┌─ Source
L’Académie Goncourt a publié sa deuxième sélection pour le prix qui sera remis le 5 novembre. Et si les membres du jury hésitent encore à choisir leur lauréat(e), je leur propose ceci : couronnez Amélie Nothomb, que je ne connais ni d’Adam ni d’Eve et que j’apprécie de loin ; optez pour Lydie Salvayre, parce que les éditions du Seuil n’ont plus eu de Goncourt depuis dix-neuf ans ; auréolez donc Gilles Leroy, parce qu’il figure naturellement dans toutes les listes des grands prix et finit naturellement par tout perdre au dernier moment sans comprendre pourquoi ; osez Michèle Lesbre, parce que mon canapé n’est pas rouge par hasard ; n’hésitez pas au sujet de Clara Dupont-Monod, parce que nous avons fait Vol de nuit ensemble le 1er octobre - et cela sera pour moi une raison d’aller déguster les petits fours du côté de chez Grasset ; succombez au charme littéraire d’Olivier Adam, parce que cet écrivain s’appelle Olivier, parce que son éditeur s’appelle Olivier (Cohen), parce que sa maison d’édition s’appelle l’Olivier ; penchez pour Marie Darrieussecq, parce que je ne suis pas sûr que le prix Femina c’est gagné pour elle, ma copine Camille Laurens n’a pas dit son dernier mot au sujet du « plagiat psychique » ; enfin, n’hésitez pas, prenez Philippe Claudel, parce que c’est marrant d’avoir eu le Renaudot en 2003 avec Les Ames grises et de décrocher le Goncourt quatre ans plus tard avec Le Rapport de Brodeck, cela nourrirait l’espérance de plusieurs anciens lauréats (Cortanze, Le Coz, Picouly…), et je ne parle même pas de ce grand Black qui porte des chapeaux comme s’il masquait une calvitie…

Mercredi 3

Une affaire de lettres

Monsieur Brice Hortefeux ne veut pas renoncer au principe des tests ADN pour les candidats au regroupement familial. Agacé par la polémique qui entoure cette mesure, le ministre lâche : « Ma politique ne se résume pas à trois lettres, ADN. » Oui, j’en conviens, mais le fait de se raccrocher à ces trois lettres - le Sénat vient d’adopter le principe du test dans une version « expurgée » - laisse à penser qu’elles sont au cœur de sa politique. Qu’est-ce que la politique, sinon une culture de lettres : UMP, PCF, PS, FN, MNR, DSK, VGE… et maintenant ADN !
└─
┌─ Données fournies
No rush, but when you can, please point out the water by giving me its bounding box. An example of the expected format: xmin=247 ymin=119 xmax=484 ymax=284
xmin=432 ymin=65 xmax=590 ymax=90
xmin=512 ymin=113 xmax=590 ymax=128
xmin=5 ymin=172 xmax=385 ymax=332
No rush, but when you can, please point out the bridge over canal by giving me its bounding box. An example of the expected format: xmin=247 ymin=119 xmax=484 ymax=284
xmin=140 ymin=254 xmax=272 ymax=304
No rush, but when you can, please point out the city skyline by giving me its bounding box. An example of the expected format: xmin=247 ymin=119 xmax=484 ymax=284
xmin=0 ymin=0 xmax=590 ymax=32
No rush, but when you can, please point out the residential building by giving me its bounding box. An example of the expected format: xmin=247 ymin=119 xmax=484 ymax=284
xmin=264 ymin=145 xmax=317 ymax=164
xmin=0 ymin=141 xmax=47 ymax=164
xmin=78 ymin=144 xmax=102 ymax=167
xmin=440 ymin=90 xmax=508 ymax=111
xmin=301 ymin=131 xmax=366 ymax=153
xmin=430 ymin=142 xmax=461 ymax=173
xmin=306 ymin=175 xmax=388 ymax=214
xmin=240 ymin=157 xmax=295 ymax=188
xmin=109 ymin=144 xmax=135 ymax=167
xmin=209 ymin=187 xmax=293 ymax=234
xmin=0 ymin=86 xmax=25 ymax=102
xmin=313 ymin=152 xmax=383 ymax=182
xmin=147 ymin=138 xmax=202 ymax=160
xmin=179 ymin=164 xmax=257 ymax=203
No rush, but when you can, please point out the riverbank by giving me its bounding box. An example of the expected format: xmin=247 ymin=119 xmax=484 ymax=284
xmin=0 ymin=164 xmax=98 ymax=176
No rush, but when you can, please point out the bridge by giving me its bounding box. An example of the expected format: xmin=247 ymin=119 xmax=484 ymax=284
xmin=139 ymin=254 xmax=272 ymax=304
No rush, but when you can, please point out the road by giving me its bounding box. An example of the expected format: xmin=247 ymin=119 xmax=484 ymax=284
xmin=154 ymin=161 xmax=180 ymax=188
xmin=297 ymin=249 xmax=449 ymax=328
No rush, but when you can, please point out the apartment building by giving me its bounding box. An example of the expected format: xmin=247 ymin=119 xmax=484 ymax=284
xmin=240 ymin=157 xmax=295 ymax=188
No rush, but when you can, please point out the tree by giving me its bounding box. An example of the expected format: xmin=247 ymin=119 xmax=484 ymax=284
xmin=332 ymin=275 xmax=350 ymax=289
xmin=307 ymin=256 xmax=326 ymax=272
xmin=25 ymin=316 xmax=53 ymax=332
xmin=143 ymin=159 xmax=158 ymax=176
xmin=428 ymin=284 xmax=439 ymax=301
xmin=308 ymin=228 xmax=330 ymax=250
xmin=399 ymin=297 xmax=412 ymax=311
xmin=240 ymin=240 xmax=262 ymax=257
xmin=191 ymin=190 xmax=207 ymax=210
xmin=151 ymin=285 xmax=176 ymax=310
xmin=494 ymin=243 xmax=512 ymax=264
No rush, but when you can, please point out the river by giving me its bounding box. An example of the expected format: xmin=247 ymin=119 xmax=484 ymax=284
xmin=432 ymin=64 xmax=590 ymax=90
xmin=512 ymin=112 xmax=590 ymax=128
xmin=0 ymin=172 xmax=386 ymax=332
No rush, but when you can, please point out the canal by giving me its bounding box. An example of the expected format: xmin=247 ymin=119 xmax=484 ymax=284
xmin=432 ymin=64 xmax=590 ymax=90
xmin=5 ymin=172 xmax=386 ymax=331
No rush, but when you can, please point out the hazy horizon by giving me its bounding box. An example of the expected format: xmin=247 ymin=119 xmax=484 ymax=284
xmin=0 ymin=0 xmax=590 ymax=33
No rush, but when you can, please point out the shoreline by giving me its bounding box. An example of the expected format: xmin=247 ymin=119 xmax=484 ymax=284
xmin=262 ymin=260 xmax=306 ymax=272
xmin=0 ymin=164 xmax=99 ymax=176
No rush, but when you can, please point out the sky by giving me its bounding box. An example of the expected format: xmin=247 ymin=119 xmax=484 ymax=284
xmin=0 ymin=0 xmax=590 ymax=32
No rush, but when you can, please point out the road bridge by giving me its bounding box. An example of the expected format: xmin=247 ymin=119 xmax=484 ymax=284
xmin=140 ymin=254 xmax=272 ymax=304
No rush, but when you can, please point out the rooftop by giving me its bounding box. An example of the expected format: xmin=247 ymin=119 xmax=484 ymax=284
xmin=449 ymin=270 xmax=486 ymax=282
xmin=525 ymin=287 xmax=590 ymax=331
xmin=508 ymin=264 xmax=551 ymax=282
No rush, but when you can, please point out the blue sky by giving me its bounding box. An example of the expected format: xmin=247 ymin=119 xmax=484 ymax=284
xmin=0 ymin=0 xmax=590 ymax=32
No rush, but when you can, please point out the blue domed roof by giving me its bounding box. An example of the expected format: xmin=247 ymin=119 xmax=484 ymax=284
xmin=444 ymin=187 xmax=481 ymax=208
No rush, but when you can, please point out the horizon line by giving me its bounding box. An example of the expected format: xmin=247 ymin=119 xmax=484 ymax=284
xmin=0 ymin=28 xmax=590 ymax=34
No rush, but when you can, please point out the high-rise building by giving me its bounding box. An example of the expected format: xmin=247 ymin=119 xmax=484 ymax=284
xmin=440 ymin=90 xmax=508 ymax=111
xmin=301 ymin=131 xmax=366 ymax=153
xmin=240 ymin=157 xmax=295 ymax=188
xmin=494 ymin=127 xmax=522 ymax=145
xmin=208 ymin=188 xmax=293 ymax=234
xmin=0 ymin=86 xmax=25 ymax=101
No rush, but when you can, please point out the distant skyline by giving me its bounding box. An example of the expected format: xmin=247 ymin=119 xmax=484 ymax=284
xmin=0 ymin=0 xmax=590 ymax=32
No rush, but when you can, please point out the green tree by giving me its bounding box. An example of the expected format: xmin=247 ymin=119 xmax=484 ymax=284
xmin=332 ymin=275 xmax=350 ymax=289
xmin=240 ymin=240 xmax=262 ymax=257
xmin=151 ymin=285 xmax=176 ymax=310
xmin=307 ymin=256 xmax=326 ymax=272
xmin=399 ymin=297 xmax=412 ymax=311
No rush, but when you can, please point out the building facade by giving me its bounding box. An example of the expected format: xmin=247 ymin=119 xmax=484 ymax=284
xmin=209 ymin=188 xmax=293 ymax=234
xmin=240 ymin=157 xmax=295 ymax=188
└─
• Objectif fixé 1:
Réécrivez sous forme de liste le paragraphe de la chronique qui commence par « Monsieur Brice Hortefeux ne veut pas renoncer », en conservant ses faits principaux.
• Objectif fixé 2:
D'après la chronique, que répondre à ces questions ?
(a) À quelle date le prix Goncourt sera-t-il remis ?
(b) Depuis combien d'années les éditions du Seuil n'ont-elles plus eu de Goncourt ?
(c) Quelle assemblée vient d'adopter le principe du test ADN dans une version « expurgée » ?
• Objectif fixé 3:
Pouvez-vous prolonger la chronique sur le Goncourt et les tests ADN en reprenant juste après sa dernière phrase ?

• Corrigé 1:
- Brice Hortefeux refuse d'abandonner le principe des tests ADN pour les candidats au regroupement familial.
- Agacé par la polémique, il affirme que sa politique ne se résume pas aux trois lettres ADN.
- Le Sénat vient d'adopter le principe du test dans une version « expurgée ».
- Se raccrocher à ces trois lettres laisse penser qu'elles sont au cœur de sa politique.
- La politique est présentée comme une culture de sigles : UMP, PCF, PS, FN, MNR, DSK, VGE, et maintenant ADN.

• Corrigé 2:
(a) Le 5 novembre.
(b) Depuis dix-neuf ans.
(c) Le Sénat.

• Corrigé 3:
Un autre test qui passe presque inaperçu : la connaissance de la langue française. Pourquoi donc cette mesure ne suscite-t-elle pas de remous ? Parce que ce test de langue française fait marrer beaucoup d’immigrés qui savent que ce n’est pas forcément en France qu’on parle et écrit le mieux la langue de Rousseau, de Kourouma, de Romain Gary, de Nothomb, d’Albert Cohen (tous des étrangers ?).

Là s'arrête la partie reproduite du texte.